====== Recorded data ======

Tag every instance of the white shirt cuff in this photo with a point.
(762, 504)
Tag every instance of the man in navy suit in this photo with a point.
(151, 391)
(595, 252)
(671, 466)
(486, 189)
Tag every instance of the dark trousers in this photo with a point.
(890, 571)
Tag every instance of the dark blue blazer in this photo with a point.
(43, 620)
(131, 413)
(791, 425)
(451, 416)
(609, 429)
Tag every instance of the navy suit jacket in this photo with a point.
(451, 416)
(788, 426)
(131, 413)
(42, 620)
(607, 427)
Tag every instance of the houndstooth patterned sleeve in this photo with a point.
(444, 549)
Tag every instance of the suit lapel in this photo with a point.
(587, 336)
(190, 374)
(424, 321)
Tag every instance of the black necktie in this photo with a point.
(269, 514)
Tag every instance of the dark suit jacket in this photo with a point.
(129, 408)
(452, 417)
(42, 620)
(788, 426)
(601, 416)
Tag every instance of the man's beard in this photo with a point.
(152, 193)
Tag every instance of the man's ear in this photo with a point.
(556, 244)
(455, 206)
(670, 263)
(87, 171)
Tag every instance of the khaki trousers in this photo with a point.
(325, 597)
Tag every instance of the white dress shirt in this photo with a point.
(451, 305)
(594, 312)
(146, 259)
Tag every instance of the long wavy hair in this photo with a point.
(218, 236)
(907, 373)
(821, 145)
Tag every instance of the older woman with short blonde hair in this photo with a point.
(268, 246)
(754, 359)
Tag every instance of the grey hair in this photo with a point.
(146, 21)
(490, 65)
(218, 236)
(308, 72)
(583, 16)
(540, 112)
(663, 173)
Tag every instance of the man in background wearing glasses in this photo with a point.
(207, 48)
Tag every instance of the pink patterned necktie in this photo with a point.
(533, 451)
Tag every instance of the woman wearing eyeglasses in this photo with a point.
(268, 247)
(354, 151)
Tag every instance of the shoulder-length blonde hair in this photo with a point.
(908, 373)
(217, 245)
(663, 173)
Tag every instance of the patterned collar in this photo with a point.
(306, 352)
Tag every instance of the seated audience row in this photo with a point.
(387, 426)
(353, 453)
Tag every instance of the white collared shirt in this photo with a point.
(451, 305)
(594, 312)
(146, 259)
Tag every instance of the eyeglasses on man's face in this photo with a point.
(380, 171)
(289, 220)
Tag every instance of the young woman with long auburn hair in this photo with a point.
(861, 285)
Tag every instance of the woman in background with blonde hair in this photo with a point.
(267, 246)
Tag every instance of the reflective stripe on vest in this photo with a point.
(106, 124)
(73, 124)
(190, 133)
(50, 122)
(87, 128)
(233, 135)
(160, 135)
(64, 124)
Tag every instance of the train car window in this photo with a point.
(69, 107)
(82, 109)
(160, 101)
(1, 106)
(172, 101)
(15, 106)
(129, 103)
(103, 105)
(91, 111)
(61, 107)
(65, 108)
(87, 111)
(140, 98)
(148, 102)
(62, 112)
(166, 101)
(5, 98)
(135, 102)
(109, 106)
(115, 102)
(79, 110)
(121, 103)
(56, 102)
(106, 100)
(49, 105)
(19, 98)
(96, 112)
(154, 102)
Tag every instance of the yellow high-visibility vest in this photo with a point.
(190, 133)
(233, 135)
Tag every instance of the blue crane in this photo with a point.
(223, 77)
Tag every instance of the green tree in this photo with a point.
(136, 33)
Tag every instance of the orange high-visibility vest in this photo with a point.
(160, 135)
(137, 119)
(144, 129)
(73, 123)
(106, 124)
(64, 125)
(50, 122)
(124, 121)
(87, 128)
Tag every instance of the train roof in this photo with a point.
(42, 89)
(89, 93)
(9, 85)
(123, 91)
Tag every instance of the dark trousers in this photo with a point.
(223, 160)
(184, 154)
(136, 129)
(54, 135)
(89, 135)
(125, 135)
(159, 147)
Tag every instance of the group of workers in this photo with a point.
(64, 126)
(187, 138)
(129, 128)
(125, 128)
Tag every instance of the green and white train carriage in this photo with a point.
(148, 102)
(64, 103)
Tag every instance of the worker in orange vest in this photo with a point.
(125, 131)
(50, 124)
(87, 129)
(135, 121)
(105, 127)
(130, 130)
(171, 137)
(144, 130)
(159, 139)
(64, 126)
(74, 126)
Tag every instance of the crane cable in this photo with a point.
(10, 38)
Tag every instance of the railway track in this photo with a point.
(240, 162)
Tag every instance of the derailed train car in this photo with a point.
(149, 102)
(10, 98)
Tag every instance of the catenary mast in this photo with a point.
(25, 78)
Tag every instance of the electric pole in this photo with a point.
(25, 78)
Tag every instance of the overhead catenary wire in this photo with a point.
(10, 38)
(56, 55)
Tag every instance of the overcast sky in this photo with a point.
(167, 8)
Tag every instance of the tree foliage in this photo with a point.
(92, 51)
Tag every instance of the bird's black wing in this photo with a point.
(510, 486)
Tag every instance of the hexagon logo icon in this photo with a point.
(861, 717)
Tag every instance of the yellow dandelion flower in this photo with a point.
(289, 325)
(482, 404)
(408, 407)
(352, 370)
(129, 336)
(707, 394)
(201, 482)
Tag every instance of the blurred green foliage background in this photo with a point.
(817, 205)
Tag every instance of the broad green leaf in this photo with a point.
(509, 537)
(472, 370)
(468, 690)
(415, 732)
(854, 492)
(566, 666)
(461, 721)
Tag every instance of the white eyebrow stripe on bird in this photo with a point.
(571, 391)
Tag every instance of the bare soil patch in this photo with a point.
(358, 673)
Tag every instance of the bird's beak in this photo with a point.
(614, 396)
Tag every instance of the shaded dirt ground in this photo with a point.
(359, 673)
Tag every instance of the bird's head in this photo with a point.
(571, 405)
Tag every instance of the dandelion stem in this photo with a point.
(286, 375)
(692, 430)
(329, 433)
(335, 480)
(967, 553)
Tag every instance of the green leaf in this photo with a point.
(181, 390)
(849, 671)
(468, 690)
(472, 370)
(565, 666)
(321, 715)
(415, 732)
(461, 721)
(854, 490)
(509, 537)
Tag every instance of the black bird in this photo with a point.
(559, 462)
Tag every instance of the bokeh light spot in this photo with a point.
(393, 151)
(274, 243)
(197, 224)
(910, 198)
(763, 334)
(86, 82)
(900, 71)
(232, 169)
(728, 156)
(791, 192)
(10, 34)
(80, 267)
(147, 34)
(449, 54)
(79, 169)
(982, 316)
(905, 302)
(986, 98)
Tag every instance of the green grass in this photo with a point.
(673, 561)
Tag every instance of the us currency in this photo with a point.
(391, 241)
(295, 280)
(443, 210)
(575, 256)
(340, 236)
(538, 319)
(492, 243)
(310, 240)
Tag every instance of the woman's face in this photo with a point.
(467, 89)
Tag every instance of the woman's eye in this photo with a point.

======

Output every entry shown above, exactly.

Tag every instance of the white shirt cuff in this photo with a point.
(762, 504)
Tag every instance of the man in navy suit in this photo with a point.
(151, 391)
(595, 252)
(671, 466)
(486, 189)
Tag every instance of the dark trousers in this photo with a point.
(890, 571)
Tag every instance of the dark blue blazer in this photo with a point.
(43, 620)
(131, 413)
(791, 425)
(451, 416)
(609, 429)
Tag every instance of the navy suit jacket in this photo with a point.
(451, 416)
(788, 426)
(131, 413)
(42, 620)
(607, 427)
Tag every instance of the houndstooth patterned sleeve in this photo with a point.
(444, 549)
Tag every instance of the suit lapel in this photo with a point.
(587, 336)
(190, 374)
(424, 321)
Tag every instance of the black necktie in this photo with a point.
(269, 514)
Tag every instance of the dark suit jacket in this photo with a point.
(129, 408)
(452, 417)
(42, 620)
(788, 426)
(601, 416)
Tag every instance of the man's beard in this photo with a point.
(152, 193)
Tag every instance of the man's ear in this photo with a point.
(556, 244)
(455, 206)
(670, 263)
(87, 171)
Tag every instance of the khaki trousers in this photo with a point.
(325, 597)
Tag every instance of the white dress shirt in this photo with a point.
(451, 305)
(594, 312)
(146, 259)
Tag every instance of the long wavy hair in this photo with a point.
(218, 236)
(907, 373)
(821, 145)
Tag every instance of the older woman with short blonde hair in this photo with a point.
(268, 246)
(754, 359)
Tag every instance of the grey hair in this photo with a point.
(146, 21)
(490, 65)
(218, 236)
(308, 72)
(583, 16)
(540, 112)
(663, 173)
Tag every instance of the man in background wearing glasses in this photo with a point.
(207, 48)
Tag every instance of the pink patterned necktie in this photo with a point.
(533, 451)
Tag every instance of the woman wearing eyeglasses in this photo with a point.
(268, 247)
(354, 151)
Tag every instance of the shoulder-length blonde hair in this photo with a point.
(908, 373)
(217, 245)
(663, 173)
Tag every instance of the patterned collar in this photo with a point.
(306, 352)
Tag every instance of the seated audience row in this photo with a point.
(387, 426)
(353, 453)
Tag every instance of the white collared shirt in this photo with a point.
(451, 305)
(594, 312)
(146, 259)
Tag every instance of the eyeglasses on man's face in this photo with a point.
(380, 171)
(289, 220)
Tag every instance of the young woman with long auburn hair in this photo with a point.
(861, 285)
Tag every instance of the woman in background with blonde hair in this photo with a point.
(267, 246)
Tag every instance of the reflective stripe on vest in this photo with a point.
(106, 124)
(73, 124)
(190, 133)
(50, 122)
(87, 128)
(233, 135)
(160, 135)
(64, 124)
Tag every instance of the train car window in this photo with a point.
(69, 107)
(82, 109)
(160, 101)
(1, 106)
(172, 101)
(15, 106)
(129, 103)
(103, 105)
(91, 111)
(61, 107)
(65, 108)
(87, 111)
(140, 98)
(148, 102)
(62, 112)
(166, 101)
(5, 98)
(135, 102)
(109, 106)
(115, 102)
(79, 110)
(121, 103)
(56, 102)
(106, 100)
(49, 105)
(19, 98)
(96, 112)
(154, 102)
Tag every instance of the yellow high-visibility vest in this photo with a point.
(190, 133)
(233, 135)
Tag every instance of the blue crane in this photo with a point.
(223, 77)
Tag every instance of the green tree in this photo with a point.
(136, 33)
Tag every instance of the orange high-visibility vest in this photo with a point.
(160, 135)
(137, 119)
(144, 129)
(73, 123)
(106, 124)
(64, 125)
(50, 122)
(124, 121)
(87, 128)
Tag every instance of the train roof in this photo with a point.
(42, 89)
(89, 93)
(9, 85)
(123, 91)
Tag every instance of the dark trousers in this photo with a point.
(223, 160)
(184, 154)
(136, 129)
(54, 135)
(89, 135)
(125, 135)
(159, 147)
Tag every instance of the group of workers in this photo with a point.
(64, 126)
(187, 138)
(129, 128)
(125, 128)
Tag every instance of the green and white train carriage in this photo with a point.
(148, 102)
(64, 103)
Tag every instance of the worker in orange vest in this photo with a point.
(125, 131)
(50, 124)
(87, 129)
(135, 121)
(105, 127)
(130, 130)
(171, 137)
(144, 130)
(159, 139)
(64, 126)
(74, 126)
Tag every instance of the crane cable in this photo with a point.
(10, 38)
Tag every instance of the railway track in this photo with a point.
(240, 162)
Tag every instance of the derailed train car in this photo with a point.
(149, 102)
(10, 98)
Tag every instance of the catenary mast in this photo with a point.
(25, 78)
Tag every instance of the electric pole in this photo with a point.
(25, 78)
Tag every instance of the overhead catenary wire in this photo with a point.
(10, 38)
(56, 55)
Tag every instance of the overcast sky in this photo with a point.
(167, 8)
Tag every instance of the tree foliage in this photo with a point.
(92, 51)
Tag every instance of the bird's black wing in this photo with a point.
(510, 486)
Tag every instance of the hexagon logo icon in this photo with a point.
(861, 717)
Tag every instance of the yellow dandelion flower in this photo with a point.
(289, 325)
(482, 404)
(408, 407)
(352, 370)
(129, 336)
(707, 394)
(201, 482)
Tag every instance of the blurred green foliage background in this photo with a point.
(817, 205)
Tag every instance of the broad green leaf in this photo with a point.
(509, 537)
(472, 370)
(468, 690)
(415, 732)
(854, 492)
(566, 666)
(461, 721)
Tag every instance of the white eyebrow stripe on bird in this photo with a point.
(571, 391)
Tag every instance of the bare soil patch in this photo with a point.
(358, 673)
Tag every instance of the bird's beak in this photo with a point.
(614, 396)
Tag every instance of the shaded dirt ground in this photo with a point.
(359, 673)
Tag every instance of the bird's head in this photo with a point.
(571, 405)
Tag every instance of the dandelion stem in this photo with a point.
(286, 375)
(692, 430)
(329, 433)
(335, 480)
(967, 553)
Tag every instance of the green leaf in this photo with a point.
(181, 390)
(849, 671)
(468, 690)
(472, 370)
(565, 666)
(321, 715)
(415, 732)
(461, 721)
(854, 490)
(509, 537)
Tag every instance of the black bird in this photo with a point.
(559, 462)
Tag every instance of the bokeh light spot in this photo with a point.
(393, 151)
(274, 243)
(197, 224)
(910, 198)
(763, 334)
(86, 82)
(900, 71)
(232, 169)
(728, 156)
(791, 192)
(10, 34)
(80, 267)
(147, 34)
(449, 54)
(79, 169)
(982, 316)
(905, 302)
(986, 98)
Tag every instance of the green grass in this photo with a point.
(673, 561)
Tag every instance of the us currency in this photo with a point.
(391, 241)
(295, 280)
(443, 210)
(575, 256)
(340, 236)
(538, 319)
(492, 243)
(310, 240)
Tag every instance of the woman's face in this photo with a point.
(467, 89)
Tag every instance of the woman's eye in this photo with a point.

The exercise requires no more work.